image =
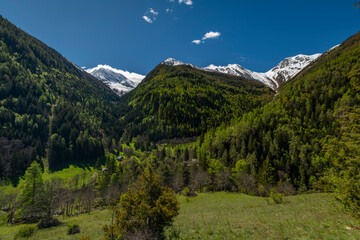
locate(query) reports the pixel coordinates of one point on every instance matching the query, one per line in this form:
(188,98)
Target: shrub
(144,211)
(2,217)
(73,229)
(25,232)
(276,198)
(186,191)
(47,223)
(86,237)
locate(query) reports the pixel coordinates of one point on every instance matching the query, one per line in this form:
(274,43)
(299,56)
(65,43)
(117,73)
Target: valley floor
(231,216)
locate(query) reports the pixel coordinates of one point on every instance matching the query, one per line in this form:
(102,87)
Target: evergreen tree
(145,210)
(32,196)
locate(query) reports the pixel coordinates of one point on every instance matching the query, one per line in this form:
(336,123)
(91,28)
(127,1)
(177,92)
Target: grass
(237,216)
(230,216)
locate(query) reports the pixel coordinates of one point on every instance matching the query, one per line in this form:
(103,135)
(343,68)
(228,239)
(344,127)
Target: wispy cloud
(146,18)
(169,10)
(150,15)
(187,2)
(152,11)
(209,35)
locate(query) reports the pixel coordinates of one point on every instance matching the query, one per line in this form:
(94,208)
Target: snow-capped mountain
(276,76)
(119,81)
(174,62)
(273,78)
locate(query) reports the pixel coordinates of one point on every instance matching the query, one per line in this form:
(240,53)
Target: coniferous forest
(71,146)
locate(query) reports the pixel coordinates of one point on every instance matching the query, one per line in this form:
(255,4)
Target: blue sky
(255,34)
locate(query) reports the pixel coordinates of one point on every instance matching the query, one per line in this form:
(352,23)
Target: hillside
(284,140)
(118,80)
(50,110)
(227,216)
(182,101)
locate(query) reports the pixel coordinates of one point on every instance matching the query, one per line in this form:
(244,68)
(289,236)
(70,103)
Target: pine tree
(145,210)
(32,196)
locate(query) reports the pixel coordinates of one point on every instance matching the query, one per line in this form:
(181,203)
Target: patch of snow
--------------------------------------------------
▸ **TASK INSTRUCTIONS**
Copy each entry above exactly; drop the pictures.

▸ **TASK RESPONSE**
image =
locate(query) reports the pixel coordinates of one point on every instance matching the query, one per line in this form:
(188,98)
Target: shrub
(144,211)
(2,217)
(73,229)
(25,232)
(276,198)
(186,191)
(47,223)
(86,237)
locate(query) reports the pixel coordinates of one point on every instance matching the query, one per line in this form:
(274,43)
(299,56)
(65,43)
(117,73)
Target: valley floor
(231,216)
locate(query) reports the pixel coordinates of one point on every instance matching the query, one per line in this form:
(102,87)
Target: evergreen tree
(145,210)
(32,196)
locate(query) reports the pixel coordinates of one point on every instance matching the query, one per line in this form:
(336,123)
(91,28)
(127,1)
(177,92)
Target: grass
(237,216)
(230,216)
locate(query) reports the pixel coordinates of one point on every instance matching the query, one per line in this form:
(103,135)
(343,68)
(228,239)
(344,127)
Target: wispy cloud
(146,18)
(169,10)
(150,15)
(187,2)
(152,11)
(209,35)
locate(query) reports the pixel coordinates of one point on every instance matching the query, one per line in this form:
(94,208)
Target: snow-capped mountain
(276,76)
(119,81)
(174,62)
(273,78)
locate(query) reports the pixel coordinates of one point on every instance matching the query, one per line in this form:
(240,53)
Target: coniferous forest
(71,146)
locate(query) reports the pixel coordinates of one point on every instance matching the query, one per line in this form:
(255,4)
Target: blue sky
(255,34)
locate(query) reports the pixel coordinates of one point on every instance matching the query, one per line in this form:
(352,23)
Target: hillside
(284,140)
(118,80)
(50,110)
(227,216)
(182,101)
locate(query) reports the pixel coordinates of one point on every instance matching the query, one per line in this form:
(244,68)
(289,236)
(70,103)
Target: pine tree
(145,210)
(32,196)
locate(query) reports the pixel coordinates of one point on every instance matching the query, one per line in this form:
(181,203)
Target: patch of snow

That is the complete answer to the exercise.